** begin EXTRACTED MATERIAL **

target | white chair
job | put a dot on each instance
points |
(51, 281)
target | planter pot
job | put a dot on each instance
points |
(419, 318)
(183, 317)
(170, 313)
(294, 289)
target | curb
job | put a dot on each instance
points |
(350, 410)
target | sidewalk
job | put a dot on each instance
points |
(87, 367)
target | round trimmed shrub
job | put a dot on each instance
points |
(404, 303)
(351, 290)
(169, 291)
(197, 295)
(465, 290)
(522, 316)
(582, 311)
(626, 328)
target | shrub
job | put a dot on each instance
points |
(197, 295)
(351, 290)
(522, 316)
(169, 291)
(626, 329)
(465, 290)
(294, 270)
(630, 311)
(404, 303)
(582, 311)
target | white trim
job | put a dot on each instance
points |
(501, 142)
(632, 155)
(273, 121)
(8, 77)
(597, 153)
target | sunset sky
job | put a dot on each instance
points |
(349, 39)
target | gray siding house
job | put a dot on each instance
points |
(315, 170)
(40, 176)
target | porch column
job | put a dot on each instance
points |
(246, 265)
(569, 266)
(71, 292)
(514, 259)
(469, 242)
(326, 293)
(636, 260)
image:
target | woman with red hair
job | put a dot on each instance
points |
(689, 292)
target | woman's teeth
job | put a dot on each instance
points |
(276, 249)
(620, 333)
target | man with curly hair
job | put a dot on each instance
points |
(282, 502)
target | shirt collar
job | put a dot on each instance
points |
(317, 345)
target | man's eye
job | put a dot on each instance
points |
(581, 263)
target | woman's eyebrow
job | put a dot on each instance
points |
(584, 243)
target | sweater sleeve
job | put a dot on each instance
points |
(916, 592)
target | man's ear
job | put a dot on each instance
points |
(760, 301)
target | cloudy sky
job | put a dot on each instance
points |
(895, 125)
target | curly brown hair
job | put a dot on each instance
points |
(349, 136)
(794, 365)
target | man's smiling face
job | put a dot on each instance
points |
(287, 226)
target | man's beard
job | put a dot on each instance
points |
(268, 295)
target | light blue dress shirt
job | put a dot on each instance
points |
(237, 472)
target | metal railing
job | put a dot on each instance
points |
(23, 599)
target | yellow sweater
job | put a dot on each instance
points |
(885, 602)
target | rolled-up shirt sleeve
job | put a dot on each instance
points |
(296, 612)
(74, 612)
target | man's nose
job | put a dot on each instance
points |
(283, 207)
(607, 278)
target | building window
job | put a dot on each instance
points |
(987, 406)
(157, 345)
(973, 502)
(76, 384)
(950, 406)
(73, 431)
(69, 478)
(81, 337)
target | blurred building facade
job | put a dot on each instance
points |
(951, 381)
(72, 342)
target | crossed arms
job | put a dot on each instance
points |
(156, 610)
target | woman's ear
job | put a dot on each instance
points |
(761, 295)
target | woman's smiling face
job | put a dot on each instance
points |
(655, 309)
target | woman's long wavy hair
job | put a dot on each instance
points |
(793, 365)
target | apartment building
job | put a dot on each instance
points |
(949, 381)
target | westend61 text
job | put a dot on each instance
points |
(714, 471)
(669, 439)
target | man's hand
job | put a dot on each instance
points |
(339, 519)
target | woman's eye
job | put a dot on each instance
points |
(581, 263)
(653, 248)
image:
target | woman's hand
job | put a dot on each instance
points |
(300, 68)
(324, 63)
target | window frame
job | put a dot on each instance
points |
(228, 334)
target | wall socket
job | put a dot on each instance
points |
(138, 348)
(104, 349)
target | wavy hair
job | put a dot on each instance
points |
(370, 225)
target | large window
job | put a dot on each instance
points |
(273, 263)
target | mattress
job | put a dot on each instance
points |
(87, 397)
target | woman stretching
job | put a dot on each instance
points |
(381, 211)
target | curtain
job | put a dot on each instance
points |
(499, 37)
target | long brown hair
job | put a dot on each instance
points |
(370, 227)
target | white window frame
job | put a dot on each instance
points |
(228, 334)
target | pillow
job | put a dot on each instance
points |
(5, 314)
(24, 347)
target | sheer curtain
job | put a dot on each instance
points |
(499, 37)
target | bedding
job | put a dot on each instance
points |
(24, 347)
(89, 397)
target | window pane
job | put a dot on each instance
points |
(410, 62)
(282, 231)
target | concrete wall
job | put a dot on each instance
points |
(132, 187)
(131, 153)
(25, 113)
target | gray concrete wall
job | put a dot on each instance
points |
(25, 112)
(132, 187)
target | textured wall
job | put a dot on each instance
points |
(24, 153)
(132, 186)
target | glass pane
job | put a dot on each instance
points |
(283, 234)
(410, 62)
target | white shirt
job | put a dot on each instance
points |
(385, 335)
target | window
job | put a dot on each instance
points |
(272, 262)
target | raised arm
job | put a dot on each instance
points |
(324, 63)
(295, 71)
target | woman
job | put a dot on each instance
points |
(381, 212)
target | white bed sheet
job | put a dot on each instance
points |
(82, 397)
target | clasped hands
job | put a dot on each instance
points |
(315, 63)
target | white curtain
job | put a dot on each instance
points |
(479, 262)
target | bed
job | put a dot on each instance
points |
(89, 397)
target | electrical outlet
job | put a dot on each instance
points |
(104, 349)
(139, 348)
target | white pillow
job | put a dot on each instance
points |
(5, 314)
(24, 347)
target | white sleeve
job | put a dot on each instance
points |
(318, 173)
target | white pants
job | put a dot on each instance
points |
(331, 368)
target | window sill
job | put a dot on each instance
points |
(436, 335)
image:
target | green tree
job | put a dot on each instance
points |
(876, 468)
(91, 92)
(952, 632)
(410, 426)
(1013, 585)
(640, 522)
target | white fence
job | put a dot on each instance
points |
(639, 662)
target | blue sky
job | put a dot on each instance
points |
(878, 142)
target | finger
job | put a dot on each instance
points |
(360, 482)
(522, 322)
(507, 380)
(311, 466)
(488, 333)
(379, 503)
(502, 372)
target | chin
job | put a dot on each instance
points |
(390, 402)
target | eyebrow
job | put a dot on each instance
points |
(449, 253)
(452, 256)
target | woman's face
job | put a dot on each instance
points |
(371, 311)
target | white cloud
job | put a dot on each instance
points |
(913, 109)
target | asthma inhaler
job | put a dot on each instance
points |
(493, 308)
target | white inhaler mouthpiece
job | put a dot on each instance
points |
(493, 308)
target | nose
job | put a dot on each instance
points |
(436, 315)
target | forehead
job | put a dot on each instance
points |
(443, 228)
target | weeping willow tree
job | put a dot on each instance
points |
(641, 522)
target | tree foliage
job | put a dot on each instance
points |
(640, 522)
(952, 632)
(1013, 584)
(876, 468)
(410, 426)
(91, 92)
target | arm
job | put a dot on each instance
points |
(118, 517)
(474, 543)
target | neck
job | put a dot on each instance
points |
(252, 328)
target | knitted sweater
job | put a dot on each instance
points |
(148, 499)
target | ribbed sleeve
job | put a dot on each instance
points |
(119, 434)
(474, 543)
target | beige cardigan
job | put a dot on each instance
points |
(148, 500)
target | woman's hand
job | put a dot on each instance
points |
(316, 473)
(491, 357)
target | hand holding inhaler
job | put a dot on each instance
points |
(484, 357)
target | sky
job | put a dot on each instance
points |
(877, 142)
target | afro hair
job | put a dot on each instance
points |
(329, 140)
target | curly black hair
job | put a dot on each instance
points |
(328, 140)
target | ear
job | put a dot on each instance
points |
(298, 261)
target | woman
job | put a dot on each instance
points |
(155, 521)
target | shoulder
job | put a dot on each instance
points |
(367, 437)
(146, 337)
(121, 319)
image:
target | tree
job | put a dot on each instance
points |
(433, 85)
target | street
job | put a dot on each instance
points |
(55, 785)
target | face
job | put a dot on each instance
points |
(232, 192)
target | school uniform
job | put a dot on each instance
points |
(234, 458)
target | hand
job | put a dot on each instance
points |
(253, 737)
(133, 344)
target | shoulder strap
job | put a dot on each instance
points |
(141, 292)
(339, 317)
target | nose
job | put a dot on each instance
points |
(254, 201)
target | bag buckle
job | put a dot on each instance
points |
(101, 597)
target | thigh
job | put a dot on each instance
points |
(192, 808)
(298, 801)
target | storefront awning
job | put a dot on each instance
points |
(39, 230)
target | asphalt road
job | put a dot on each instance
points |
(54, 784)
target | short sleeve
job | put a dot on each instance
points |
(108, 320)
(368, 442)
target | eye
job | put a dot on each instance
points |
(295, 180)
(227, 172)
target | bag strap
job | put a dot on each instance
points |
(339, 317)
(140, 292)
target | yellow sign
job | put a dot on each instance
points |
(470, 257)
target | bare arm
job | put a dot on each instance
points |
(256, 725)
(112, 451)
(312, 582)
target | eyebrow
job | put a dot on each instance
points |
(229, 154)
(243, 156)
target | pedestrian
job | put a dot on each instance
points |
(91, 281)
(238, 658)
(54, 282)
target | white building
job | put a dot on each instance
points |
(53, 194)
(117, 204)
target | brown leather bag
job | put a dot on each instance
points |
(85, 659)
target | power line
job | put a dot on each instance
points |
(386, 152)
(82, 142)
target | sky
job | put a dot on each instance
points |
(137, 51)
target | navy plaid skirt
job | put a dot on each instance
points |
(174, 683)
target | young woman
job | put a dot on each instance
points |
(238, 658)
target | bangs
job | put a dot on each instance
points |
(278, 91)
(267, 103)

** end EXTRACTED MATERIAL **

• TO DO:
From the line containing "target | bare arm" through the final line of the listing above, retype every line exactly; leave out everything else.

• TASK OUTPUT:
target | bare arm
job | put a dot on each instance
points |
(256, 725)
(112, 451)
(312, 582)
target | eyebrow
job | put a dot on each instance
points |
(229, 154)
(243, 156)
target | pedestrian
job | put a dot on each instance
points |
(91, 281)
(238, 658)
(54, 282)
target | white building
job | put a dot on each instance
points |
(53, 194)
(117, 204)
target | brown leather bag
job | put a dot on each instance
points |
(85, 659)
target | power line
job | put a dot on each instance
points |
(386, 152)
(82, 142)
target | sky
job | put a dot on each instance
points |
(137, 51)
target | navy plaid skirt
job | put a dot on each instance
points |
(174, 683)
target | young woman
job | put a dot on each instance
points |
(238, 658)
target | bangs
job | put a dot on each instance
points |
(278, 91)
(267, 103)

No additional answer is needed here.